**What is asked:**
Convert the part of the records that opens with the line containing "Category: overcast sky" and closes with the last line of the records, both ends included, into a numbered list with one line per item and blank lines omitted.

(begin)

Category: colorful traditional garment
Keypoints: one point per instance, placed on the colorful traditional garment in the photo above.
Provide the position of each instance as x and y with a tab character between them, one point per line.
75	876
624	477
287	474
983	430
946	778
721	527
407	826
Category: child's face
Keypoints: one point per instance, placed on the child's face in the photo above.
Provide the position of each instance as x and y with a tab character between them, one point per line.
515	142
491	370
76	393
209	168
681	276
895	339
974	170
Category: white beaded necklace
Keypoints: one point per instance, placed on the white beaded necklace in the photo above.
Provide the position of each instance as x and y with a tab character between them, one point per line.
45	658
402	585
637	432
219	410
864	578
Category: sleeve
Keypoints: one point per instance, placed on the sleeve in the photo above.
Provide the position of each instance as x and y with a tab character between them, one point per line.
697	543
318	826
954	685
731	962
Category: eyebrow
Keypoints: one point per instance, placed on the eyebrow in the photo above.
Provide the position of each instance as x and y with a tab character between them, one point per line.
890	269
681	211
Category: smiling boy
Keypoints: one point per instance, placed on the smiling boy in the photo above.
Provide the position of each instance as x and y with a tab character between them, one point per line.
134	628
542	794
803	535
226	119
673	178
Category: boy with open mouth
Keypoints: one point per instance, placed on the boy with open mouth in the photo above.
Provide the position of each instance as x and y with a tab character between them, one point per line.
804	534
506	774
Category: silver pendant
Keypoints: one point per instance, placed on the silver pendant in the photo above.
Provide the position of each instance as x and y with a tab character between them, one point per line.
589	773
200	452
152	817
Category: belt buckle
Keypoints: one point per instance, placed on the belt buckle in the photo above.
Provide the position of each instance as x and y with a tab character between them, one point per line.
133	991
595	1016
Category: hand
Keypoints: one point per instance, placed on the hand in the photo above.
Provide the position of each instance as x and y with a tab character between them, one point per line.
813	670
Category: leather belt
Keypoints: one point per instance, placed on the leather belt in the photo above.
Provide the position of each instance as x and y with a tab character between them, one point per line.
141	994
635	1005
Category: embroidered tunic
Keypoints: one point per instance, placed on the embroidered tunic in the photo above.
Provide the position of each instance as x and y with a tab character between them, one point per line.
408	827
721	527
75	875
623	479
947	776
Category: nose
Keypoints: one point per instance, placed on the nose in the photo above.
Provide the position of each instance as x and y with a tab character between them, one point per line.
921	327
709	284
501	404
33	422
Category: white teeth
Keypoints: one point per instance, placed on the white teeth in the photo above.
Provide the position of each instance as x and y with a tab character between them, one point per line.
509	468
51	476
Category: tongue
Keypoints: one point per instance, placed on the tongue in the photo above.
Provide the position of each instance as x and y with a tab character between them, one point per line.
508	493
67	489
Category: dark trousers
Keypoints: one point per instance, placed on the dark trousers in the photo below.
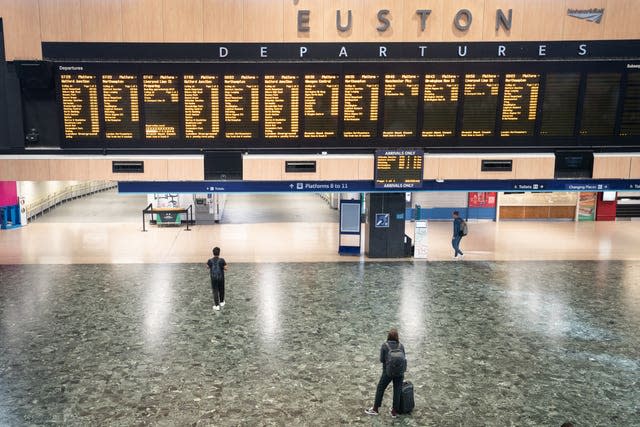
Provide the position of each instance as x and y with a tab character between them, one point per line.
218	291
455	242
382	386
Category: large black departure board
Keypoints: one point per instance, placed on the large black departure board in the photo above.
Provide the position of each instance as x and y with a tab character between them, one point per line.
480	104
121	106
201	106
80	113
281	106
560	104
242	106
600	104
441	95
630	123
520	104
360	109
161	105
401	92
351	105
321	105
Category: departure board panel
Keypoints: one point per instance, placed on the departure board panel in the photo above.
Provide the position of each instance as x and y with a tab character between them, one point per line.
559	105
441	95
520	104
630	122
201	106
81	117
360	110
600	104
480	104
321	105
242	106
401	92
281	106
399	168
121	106
161	106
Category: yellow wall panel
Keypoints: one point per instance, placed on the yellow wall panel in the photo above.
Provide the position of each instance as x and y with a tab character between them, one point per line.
262	21
434	25
474	33
223	20
545	19
356	32
316	17
60	20
142	21
182	20
101	20
581	29
21	23
517	20
396	18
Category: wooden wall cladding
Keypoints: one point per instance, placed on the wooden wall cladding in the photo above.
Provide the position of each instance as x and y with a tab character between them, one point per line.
27	22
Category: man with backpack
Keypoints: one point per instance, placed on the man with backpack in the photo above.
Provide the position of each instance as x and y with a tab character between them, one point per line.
217	267
394	364
459	231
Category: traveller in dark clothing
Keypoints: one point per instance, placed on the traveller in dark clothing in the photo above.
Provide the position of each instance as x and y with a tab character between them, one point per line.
217	266
457	235
392	344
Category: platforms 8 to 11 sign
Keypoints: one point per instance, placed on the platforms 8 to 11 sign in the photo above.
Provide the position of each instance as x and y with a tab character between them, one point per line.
401	169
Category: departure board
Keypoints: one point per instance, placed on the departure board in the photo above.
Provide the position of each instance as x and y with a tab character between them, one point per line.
81	117
399	168
161	106
480	104
520	104
630	122
321	103
441	95
360	110
600	104
281	106
120	105
242	106
201	106
401	92
559	105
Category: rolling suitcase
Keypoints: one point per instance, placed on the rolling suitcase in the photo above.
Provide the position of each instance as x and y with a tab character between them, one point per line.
406	398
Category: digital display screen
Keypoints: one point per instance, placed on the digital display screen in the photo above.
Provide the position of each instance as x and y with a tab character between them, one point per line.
600	104
281	106
399	168
401	92
630	123
480	104
559	105
360	110
161	106
242	106
81	117
321	105
520	104
441	95
201	106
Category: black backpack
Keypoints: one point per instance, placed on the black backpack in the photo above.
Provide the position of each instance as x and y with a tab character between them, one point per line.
216	271
395	364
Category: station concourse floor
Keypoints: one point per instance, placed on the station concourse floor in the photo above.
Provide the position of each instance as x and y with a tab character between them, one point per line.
102	324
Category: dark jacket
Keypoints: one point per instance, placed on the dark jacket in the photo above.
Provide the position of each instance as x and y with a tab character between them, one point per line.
384	351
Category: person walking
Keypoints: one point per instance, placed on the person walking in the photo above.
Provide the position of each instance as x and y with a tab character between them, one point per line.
217	266
394	365
458	225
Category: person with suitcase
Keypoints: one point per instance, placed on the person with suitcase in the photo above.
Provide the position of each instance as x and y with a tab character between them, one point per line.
394	365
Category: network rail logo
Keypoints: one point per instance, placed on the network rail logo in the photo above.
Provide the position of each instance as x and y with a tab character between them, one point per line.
591	15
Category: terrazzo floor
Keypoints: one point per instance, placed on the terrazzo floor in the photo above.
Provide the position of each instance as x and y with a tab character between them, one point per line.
488	343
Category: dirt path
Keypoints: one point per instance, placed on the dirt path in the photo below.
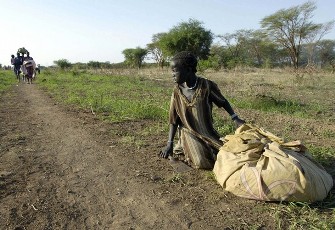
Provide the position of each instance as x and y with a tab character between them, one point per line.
63	169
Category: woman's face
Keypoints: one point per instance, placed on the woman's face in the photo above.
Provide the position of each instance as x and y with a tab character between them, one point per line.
179	72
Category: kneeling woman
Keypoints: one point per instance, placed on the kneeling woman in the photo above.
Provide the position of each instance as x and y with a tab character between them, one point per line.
191	110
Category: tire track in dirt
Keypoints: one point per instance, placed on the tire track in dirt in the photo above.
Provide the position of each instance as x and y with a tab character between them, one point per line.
66	179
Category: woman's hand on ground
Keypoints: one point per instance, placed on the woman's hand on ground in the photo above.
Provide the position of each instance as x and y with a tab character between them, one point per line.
167	151
239	122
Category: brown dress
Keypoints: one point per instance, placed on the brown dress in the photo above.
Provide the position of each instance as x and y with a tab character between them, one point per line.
199	140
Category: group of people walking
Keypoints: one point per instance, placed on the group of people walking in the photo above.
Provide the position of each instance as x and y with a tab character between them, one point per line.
25	67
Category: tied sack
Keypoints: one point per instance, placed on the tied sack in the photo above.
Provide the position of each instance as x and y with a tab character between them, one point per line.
255	164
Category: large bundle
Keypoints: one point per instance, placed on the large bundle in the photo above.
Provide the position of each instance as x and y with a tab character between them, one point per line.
256	164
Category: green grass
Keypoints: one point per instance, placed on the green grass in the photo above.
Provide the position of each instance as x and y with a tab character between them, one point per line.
276	105
116	98
301	216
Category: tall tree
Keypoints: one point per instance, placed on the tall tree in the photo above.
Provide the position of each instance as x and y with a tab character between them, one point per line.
187	36
154	49
135	57
289	27
326	48
313	39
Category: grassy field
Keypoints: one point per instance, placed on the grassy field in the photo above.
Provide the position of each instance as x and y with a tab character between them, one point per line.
289	105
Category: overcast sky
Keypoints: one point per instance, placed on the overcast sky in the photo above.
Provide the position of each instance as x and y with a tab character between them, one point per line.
99	30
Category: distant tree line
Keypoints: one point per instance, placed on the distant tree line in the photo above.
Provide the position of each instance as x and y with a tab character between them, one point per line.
288	37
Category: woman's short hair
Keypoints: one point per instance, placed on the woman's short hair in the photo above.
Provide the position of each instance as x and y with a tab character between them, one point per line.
186	58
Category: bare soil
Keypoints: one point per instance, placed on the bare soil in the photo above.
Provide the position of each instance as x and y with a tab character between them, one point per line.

(end)

**Complete answer:**
1. Category: overcast sky
2. Keypoints: one point per instance, placed on the overcast sky in the photo above.
3. Provide the position of each instance as x and y with a tab character between them, one point per line.
4. 99	30
5. Category: distant tree line
6. Keypoints: one point per instance, placed on the distant tree line in the photo above.
7. Provide the position of each instance as x and y with a tab character between them, one point per line.
8. 288	37
9. Category: woman's short hair
10. Keypoints: one point per instance, placed on the woman's short hair in the photo above.
11. Provide the position of each instance as x and y with a tab character between them, one point per line.
12. 186	58
13. Category: bare soil
14. Keypoints: one point per instance, placed on the bare soil in the photo above.
15. Provide the position of each instance as x and y with a tab character between them, one point per line.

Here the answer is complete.